REQUIRED WORK:
Answer these questions using the article on wireless network security below.
1. What does the article call the biggest danger when getting online at a public hotspot?
2. What did Matthew Ingrassia say running a home network with no security is akin to?
3. Researchers at which university published a paper showing that WEP could be broken in less than 60 seconds?

The next time you crack open your laptop at the airport, your hotel, or the local Starbucks to take advantage of the free Wi-Fi, be careful. That network connection might not be what it seems.
As wireless networks and "hot spots" for free wireless Internet service become mainstays of life, so does the likelihood of hackers "spoofing" wireless network nodes to take advantage of unsuspecting users. Sending unencrypted information over any unfamiliar network can turn your computer into an open book -- with pages full of your personal information.
Rather than giving up the wireless ghost, security researchers advise using some common-sense tips to protect yourself when surfing the Web at a hot spot, or letting visitors onto your home network.
Home-based wireless networks often go live without any sort of protection or encryption, which can enable neighbors or passersby to "sniff" out the live connection and pirate it, using the home's IP address to send and receive whatever content they wish.
Originally this required the piggybacker to drive by or be in close proximity to the network, but advances in technology have enabled Wi-Fi pirates to pick up pirated signals from miles away.
Matthew Ingrassia, then the technology coordinator for the Thompson Coburn law firm in Washington, D.C., told CNet News in 2005 that, "Running a home network with no security is akin to unlocking your door and hanging a sign on your house inviting thieves inside to steal."
Public wireless networks aren't much better. Wi-Fi zones in airports, hotels, coffee shops, and the like are generally designed for ease of use and convenience, rather than security. The ability to get online quickly and freely often trumps network security protection.
The biggest danger when getting online at a public hotspot is peer-to-peer (P2P) network access.
Much like online file-sharing, wireless P2P can enable snoopers to get access to your machine whether you're surfing the free Web or connecting to your corporate network. PC World's Leon Erlanger noted in 2003 that "[a]nyone with malicious intent can do lots of damage with this information, both to you and the company that employs you. And of course, you're vulnerable to the same viruses, worms, and other attacks as you would be on any unprotected network."
But what if you use encryption for your laptop or network? It depends on what type you use. Even the strongest encryption lasts only as long as the time it takes for an enterprising hacker to break it.
In the case of wireless encryption, the one-time standard Wireless Equivalent Privacy (WEP) has proven so easy to circumvent that a team of researchers at Darmstadt University in Germany published a paper documenting how WEP could be broken in less than 60 seconds.
"Although it has been known to be insecure and has been broken by a key-recovery attack for almost 6 years, WEP is still seeing widespread use at the time of writing this paper," the researchers concluded.
Security analysts have advocated adopting the stronger encryption standard of Wi-Fi Protected Access (WPA) and its successor, WPA2.

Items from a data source
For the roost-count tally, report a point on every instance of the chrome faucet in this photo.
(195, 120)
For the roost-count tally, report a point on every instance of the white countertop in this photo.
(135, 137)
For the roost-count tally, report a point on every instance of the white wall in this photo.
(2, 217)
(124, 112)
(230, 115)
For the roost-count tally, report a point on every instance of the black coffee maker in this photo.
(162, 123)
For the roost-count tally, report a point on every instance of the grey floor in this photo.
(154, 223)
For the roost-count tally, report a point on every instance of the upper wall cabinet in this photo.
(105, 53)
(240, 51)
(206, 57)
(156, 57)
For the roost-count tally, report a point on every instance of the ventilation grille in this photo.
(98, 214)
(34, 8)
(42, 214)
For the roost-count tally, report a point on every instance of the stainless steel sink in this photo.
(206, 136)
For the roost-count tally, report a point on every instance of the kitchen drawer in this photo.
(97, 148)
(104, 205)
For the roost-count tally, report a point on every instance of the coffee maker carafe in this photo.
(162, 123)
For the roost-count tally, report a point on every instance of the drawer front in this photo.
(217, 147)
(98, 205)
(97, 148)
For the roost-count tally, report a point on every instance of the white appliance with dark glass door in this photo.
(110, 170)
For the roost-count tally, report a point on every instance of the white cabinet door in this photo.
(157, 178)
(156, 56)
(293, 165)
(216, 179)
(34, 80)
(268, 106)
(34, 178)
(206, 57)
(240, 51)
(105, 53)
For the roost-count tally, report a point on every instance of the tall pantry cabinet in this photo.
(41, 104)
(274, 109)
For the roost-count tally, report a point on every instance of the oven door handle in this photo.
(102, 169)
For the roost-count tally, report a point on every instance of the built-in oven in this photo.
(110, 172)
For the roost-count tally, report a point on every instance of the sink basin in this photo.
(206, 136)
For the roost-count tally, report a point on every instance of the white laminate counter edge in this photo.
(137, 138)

SOLUTION:
1. Peer-to-peer (P2P) network access.
2. Unlocking your door and hanging a sign on your house inviting thieves inside to steal.
3. Darmstadt University in Germany.